RECORDS PROVIDED:
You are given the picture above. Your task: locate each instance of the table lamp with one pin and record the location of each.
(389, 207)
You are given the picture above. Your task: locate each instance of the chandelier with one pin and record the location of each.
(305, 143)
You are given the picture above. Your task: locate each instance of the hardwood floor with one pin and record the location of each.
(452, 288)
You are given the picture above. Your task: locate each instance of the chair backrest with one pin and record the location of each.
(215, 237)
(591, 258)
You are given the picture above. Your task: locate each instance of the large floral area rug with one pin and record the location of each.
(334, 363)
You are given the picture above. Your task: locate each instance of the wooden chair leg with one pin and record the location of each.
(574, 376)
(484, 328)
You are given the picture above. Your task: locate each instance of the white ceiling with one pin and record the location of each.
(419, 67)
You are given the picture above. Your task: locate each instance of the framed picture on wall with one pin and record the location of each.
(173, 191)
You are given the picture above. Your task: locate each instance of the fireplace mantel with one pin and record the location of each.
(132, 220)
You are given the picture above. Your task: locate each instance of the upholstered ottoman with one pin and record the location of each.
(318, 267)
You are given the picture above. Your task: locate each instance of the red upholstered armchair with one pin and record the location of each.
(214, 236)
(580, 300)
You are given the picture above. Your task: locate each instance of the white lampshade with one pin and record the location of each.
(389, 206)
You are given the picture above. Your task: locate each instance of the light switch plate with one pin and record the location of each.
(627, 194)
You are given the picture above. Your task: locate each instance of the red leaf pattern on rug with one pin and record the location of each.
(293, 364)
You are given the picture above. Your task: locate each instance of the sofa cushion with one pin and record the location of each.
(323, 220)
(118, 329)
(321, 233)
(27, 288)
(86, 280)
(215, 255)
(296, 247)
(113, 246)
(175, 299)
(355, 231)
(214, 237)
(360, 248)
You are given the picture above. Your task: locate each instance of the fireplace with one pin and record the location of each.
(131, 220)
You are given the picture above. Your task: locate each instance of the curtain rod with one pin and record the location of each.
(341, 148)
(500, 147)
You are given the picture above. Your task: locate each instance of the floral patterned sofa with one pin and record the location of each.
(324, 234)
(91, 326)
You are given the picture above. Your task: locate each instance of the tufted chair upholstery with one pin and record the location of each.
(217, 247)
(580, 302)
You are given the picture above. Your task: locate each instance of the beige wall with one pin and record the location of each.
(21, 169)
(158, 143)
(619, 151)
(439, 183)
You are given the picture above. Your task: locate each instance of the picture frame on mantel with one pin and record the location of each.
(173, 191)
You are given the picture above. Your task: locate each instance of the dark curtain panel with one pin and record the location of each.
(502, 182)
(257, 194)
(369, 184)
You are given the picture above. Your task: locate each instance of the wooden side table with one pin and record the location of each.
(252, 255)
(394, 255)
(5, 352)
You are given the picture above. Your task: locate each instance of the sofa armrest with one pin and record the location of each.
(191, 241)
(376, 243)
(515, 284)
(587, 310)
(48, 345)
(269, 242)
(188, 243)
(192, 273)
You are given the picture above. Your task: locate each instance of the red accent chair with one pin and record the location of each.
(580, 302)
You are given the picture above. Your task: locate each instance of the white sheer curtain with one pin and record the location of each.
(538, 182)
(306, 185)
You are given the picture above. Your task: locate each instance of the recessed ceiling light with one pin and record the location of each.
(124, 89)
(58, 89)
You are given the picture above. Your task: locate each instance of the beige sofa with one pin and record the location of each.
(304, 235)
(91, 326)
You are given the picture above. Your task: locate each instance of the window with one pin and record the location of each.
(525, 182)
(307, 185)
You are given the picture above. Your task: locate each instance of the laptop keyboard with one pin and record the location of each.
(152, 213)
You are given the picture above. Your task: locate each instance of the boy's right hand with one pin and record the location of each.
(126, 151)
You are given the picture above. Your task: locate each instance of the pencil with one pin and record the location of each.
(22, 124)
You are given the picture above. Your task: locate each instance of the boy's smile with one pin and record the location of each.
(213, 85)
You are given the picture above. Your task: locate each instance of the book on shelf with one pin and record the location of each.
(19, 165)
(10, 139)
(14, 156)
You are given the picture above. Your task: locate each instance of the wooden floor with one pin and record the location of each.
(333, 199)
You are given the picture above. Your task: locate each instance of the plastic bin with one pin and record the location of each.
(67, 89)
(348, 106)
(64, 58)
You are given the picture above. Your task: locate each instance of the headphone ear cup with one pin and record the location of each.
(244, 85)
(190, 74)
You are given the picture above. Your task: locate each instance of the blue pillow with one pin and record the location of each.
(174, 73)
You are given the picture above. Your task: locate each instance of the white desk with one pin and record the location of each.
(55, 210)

PROMPT:
Output each record exactly, leaving nothing out.

RESULT FOR THIS TASK:
You are given the picture above. Your task: locate each instance of the table lamp with one pin and record the location of each.
(389, 207)
You are given the picture above. Your task: locate each instance of the chandelier with one pin and record the location of each.
(305, 143)
You are given the picture above. Your task: locate each instance of the hardwood floor with one pin and record the location of each.
(452, 288)
You are given the picture above. Your task: locate each instance of the chair backrest with one pin and record the location of each.
(215, 237)
(591, 258)
You are given the picture above. Your task: locate each instance of the large floral area rug with one pin and record the location of each.
(334, 363)
You are given the picture above. Your task: locate each instance of the wooden chair leg with one pin and record the location of each.
(574, 376)
(484, 328)
You are given the picture above. Your task: locate each instance of the white ceiling with one pin and record the location of each.
(419, 67)
You are given the picture above. Your task: locate each instance of the framed picture on wall with one pin and record the location of each.
(173, 191)
You are given the picture above. Your task: locate each instance of the fireplace mantel with one pin and record the location of each.
(132, 220)
You are given the picture above. Your task: locate each instance of the upholstered ottoman with one pin and record the location of each.
(318, 267)
You are given the picture above. Your task: locate each instance of the red upholstered armchair with one pin and record the location of each.
(214, 236)
(580, 300)
You are given the picture above. Your task: locate each instance of the white lampshade with one pin and record the location of each.
(389, 206)
You are given the picture above. Your task: locate each instance of the light switch plate with one pin and record the location of each.
(627, 194)
You are given the picture above. Your task: locate each instance of the red leaf pattern on rug with one pin and record the location of each.
(293, 364)
You are given the picture above. Your task: locate each instance of the sofa cushion with one pin and record the location of each.
(323, 220)
(118, 329)
(321, 233)
(27, 288)
(86, 280)
(215, 255)
(296, 247)
(113, 246)
(175, 299)
(355, 231)
(214, 237)
(360, 248)
You are given the picture above. Your task: locate each instance of the fireplace with one pin and record the location of each.
(131, 220)
You are given the picture above. Your task: locate each instance of the curtain rod with one pin and record the location of each.
(341, 148)
(500, 147)
You are given the picture above. Your task: locate each instance of the floral patterned sofa with one pin and record the location of each.
(324, 234)
(91, 326)
You are given the picture above. Your task: locate each instance of the tufted chair upholstery with one pin and record the location of each.
(217, 247)
(580, 302)
You are given the picture above. Your task: locate each instance of the beige wall with one pin and record the location of each.
(21, 169)
(158, 143)
(619, 151)
(439, 183)
You are given the picture above. Your task: locate each instance of the picture frame on mantel with one pin and record the location of each.
(173, 191)
You are given the picture above. Your task: locate each instance of the dark curtain panel with one pin and record the location of each.
(502, 182)
(257, 194)
(369, 184)
You are given the picture above. Your task: locate each instance of the wooden side table with one pin and record the location of each.
(252, 255)
(394, 255)
(5, 352)
You are given the picture above. Your task: locate each instance of the sofa armrest with one pin and record the location of each.
(191, 241)
(376, 243)
(515, 284)
(587, 310)
(48, 345)
(269, 242)
(188, 243)
(192, 273)
You are given the picture above. Your task: locate each instance of the red accent chair with one pin and record the location of each.
(580, 302)
You are given the picture above. Your task: locate each instance of the white sheer curtain with one pin and record the location of each.
(538, 182)
(306, 185)
You are given the picture above. Your task: locate each instance of the recessed ceiling light with one pin and record the location of each.
(124, 89)
(58, 89)
You are given the picture above. Your task: locate each instance of the beige sofa with one pin and record the location of each.
(304, 235)
(91, 326)
You are given the picture above. Your task: locate each instance of the window with one pin and record the location of each.
(525, 182)
(307, 185)
You are given the picture above. Your task: locate each instance of the laptop keyboard with one pin and record the location of each.
(152, 213)
You are given the picture above. Your task: locate each instance of the boy's right hand with one pin and record the location of each.
(126, 151)
You are given the picture above. Your task: locate each instance of the pencil with one pin and record the location of each.
(22, 124)
You are given the picture above. Your task: locate each instance of the boy's smile with one pin and record the location of each.
(213, 85)
You are given the picture above. Your task: locate each instance of the book on shelf with one pin and record the location of each.
(19, 165)
(10, 139)
(14, 156)
You are given the picture above. Your task: locate each instance of the wooden floor with one pin and record the location of each.
(333, 199)
You are given the picture above. Your task: locate each instance of the plastic bin with one pin and record the location of each.
(67, 89)
(348, 106)
(64, 58)
You are given the picture above. Your task: locate each instance of the headphone ear cup with one pin and record the location of each.
(244, 85)
(190, 74)
You are given the picture above. Your task: locate each instance of the blue pillow with one pin and record the location of each.
(174, 73)
You are given the picture above. Your task: locate each instance of the white desk with one pin and record the location of each.
(55, 210)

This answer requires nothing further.